• [Work to complete]:
Convert these lines into a Markdown table with the columns Nr and Line, numbering each row and skipping blank lines. Omit the pictures.

• [Point annotation dataset lines]:
- - -
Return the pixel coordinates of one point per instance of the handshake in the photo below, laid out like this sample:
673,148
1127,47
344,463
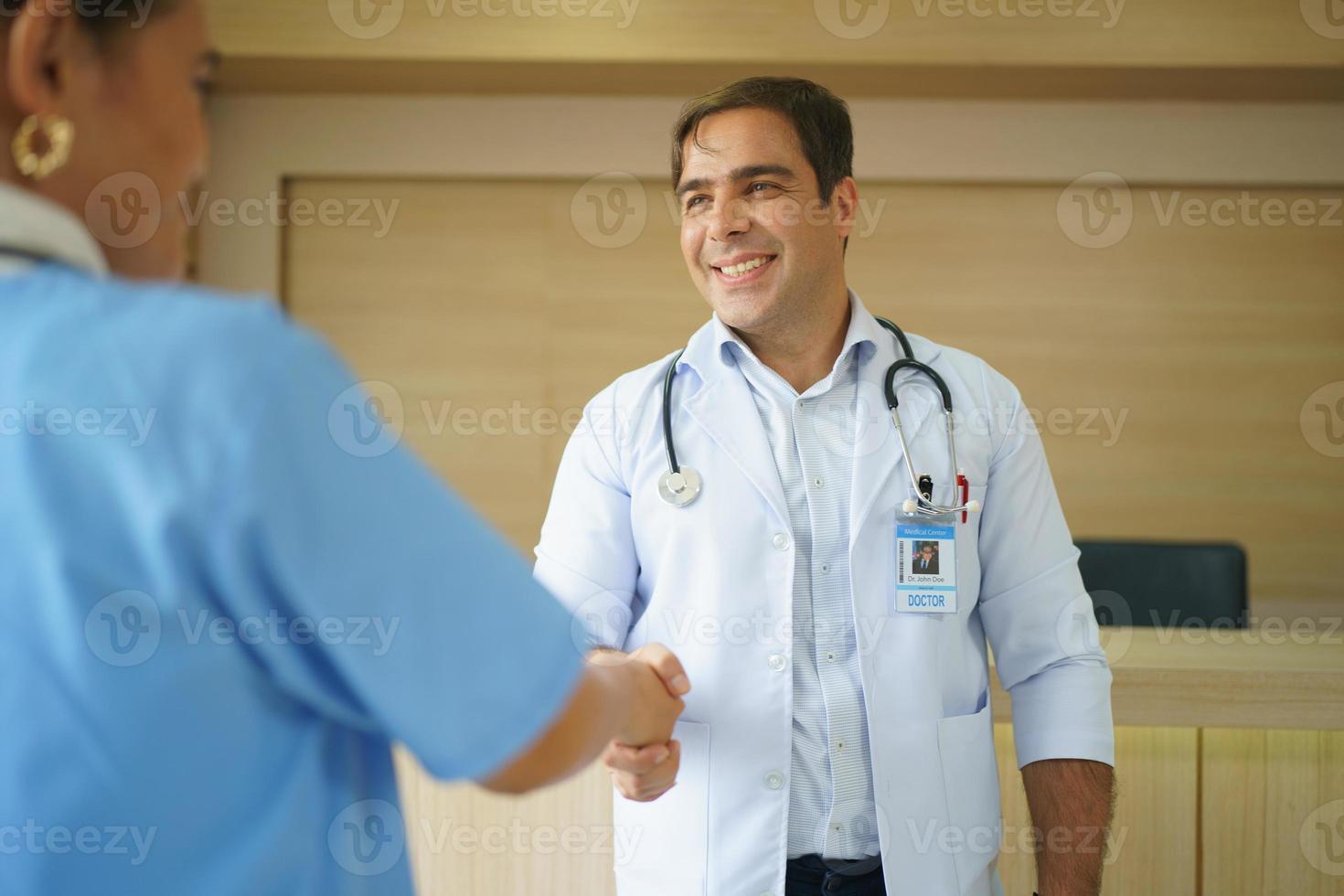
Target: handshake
643,758
624,709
- - -
• [Exercise output]:
| Nr | Line |
|---|---|
| 1 | Return the pixel coordinates of one point per instance of the handshake in the photo below, laid out like this sample: |
| 2 | 673,148 |
| 3 | 1127,47 |
| 4 | 344,463 |
| 5 | Target: handshake |
| 6 | 643,758 |
| 7 | 624,709 |